#### ОТРЫВОК ТЕКСТА ####

А Некрасов читателя успокаивает, что, мол, забвенье ее по-своему прекрасно, в нем: «Обеты любви без конца…» Некрасов здесь тоже использует прием сильной светотени. Довольство и счастье на лице крестьянки в смертельном обмороке. И только в нем это и возможно. Здесь горькая ирония. Но последние строфы великой русской зимней поэмы уже лишены этого чувства, внезапно и, возможно, мимо воли автора поэма начинает звучать гимном зиме и лесу, глубоко-бесстрастному, в серебряно-матовом инее, влекущему неведомой тайной. «Нет глубже, нет слаще покоя, / Какой посылает нам лес, / Недвижно бестрепетно стоя / Под холодом зимних небес». И трудно оборвать эту буддийскую песнь: «Нигде так глубоко и вольно / Не дышит усталая грудь, / И ежели жить нам довольно, / Нам слаще нигде не уснуть! // Ни звука! Душа умирает / Для скорби, для страсти. Стоишь / И чувствуешь, как покоряет / Ее эта мертвая тишь. // Ни звука!..»

И когда читаешь критиков, находивших поэму оптимистической, чешешь в затылке.

Впрочем, может, и оптимизм, но это оптимизм смерти. А он необходим живущим.

Что-то похожее в главе «Василия Тёркина» про смерть и солдата. Тот же завораживающий голос, но уже никакого не леса, не зимы, а смерти. Хотя и там дело происходило зимой. Кто знает, не отголоски ли обожаемого Некрасова в этой сцене вдруг прорвались?

Но у самого Твардовского были какие-то другие, нежели у Некрасова, отношения со смертью. Он не хотел ей покоряться. Некрасов был смертью явно заворожен и любил ввернуть знобящие подробности, тот же Мороз-воевода в глубоких могилах покойников в иней рядит, кровь вымораживает в жилах, мозг в голове леденит. Или вот его Дарья, еще когда Прокл хворал, простыв на работе, пошла в монастырь испросить выздоровления мужу и нашла там умершую как раз схимницу, молодую, спокойную, белую, и приникла к ручке и: «В личико долго глядела я: / Всех ты моложе, нарядней, милей». Дарья ведь тут в смерть всматривается. Кресты, мертвецы, саваны и могилы часто встречаются у Некрасова. Строфы, посвященные смерти, носят у него какой-то особенный характер, что-то в них слишком пристальное, фотографическое и вместе с тем лихорадочное. Или таково восприятие современного читателя, старающегося поменьше думать о смерти.

На самом деле, «Мороз, Красный нос» песнь не буддийская, а как раз христианская. Здесь христианское смирение перед смертью. Возможно, отсюда и привкус любования смертью.

Твардовский, участник двух кровопролитных войн, лучше знал смерть. И у него к смерти другое отношение.

Первое столкновение со смертью запечатлело еще детское раннее сознание. В наброске к «Пану» поэт вспоминает, что смерть деда «произошла буквально на моих газах». Было мальчику в ту пору около четырех лет. И с печки он смотрел на мертвого деда Гордея, лежавшего на своем запечном месте со свечкой в руке. Следил, как потом его обмывали, обряжали в черный мундир. «Помню, что меня все это занимало и глубоко подавляло и устрашало. Понятие об ужасном и неизбежном для всех людей, а значит, и для меня конце просто наполняло меня всего, когда я, отрываясь от той картины, припадал к разостланной на большом „полу“ или какой-то полке над ним, вровень с печкой овчиной шубе и думал, думал…»

#### ВЫДЕРЖКА ИЗ ДАННЫХ ####

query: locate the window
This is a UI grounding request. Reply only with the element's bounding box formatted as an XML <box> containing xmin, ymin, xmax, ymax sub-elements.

####

▸ ЗАДАНИЯ
(A) Определите, согласуются ли с фрагментом о Некрасове и Твардовском три утверждения: (i) автор считает «Мороз, Красный нос» буддийской песнью; (ii) Твардовский участвовал в двух войнах; (iii) когда умер дед Гордей, мальчику было около десяти лет. На каждое ответьте «да» или «нет» и приведите точной цитатой слова текста, которые это решают.
(B) Продолжите фрагмент о Некрасове и Твардовском, начав сразу после его последнего предложения.

▸ ОТВЕТЫ
(A)
(i) Нет: «песнь не буддийская, а как раз христианская».
(ii) Да: «Твардовский, участник двух кровопролитных войн, лучше знал смерть».
(iii) Нет: «Было мальчику в ту пору около четырех лет».

(B)
Это «думал, думал» не покажется здесь аберрацией, присущей памяти, если хотя бы раз увидеть фотографию семейства Твардовских, на которой лобастому, очень серьезному мальчику Саше не больше пяти-шести лет.

Много лет спустя это событие претворилось в поэтические строки: «Мне памятно, как умирал мой дед». Как обычно, руда прозы выливается горячим веществом стихов, и одна строчка о том, что внук тосковал, когда дед бывал в отлучке (ходил за пенсией в город), распахивает всю бездну отчаяния: эта новая отлучка навечно, и дед Гордей уже не принесет пряничного коня, не усадит на колено любимого Шурилку-Мурилку.

Эта смерть открыла счет, проторила дорогу «в глухую глубь земли». В стихотворении нет тех подробностей из архивного наброска к «Пану», которые, думается, не упустил бы Николай Алексеевич Некрасов.

Твардовский лаконичен: «Я видел смерть».

В этом стихотворении отражен опыт зрелого человека, атеиста. Смерть для него – это глухая глубь земли. И надежда только одна: на участие живых. Надежда на память о тебе, и все.

В другом стихотворении, написанном четырьмя годами позже, поэт говорит об этом вполне ясно: «Ты дура, смерть: грозишься людям / Своей бездонной пустотой, / А мы условились, что будем / И за твоею жить чертой // И за твоею мглой безгласной, / Мы – здесь, с живыми заодно».

И дальше поэт показывает, как же возможна связь живых и мертвых, демонстрирует это чудо слышания «в вечности друг друга»: «Ты это слышишь, друг-потомок? / Ты подтвердишь мои слова?..»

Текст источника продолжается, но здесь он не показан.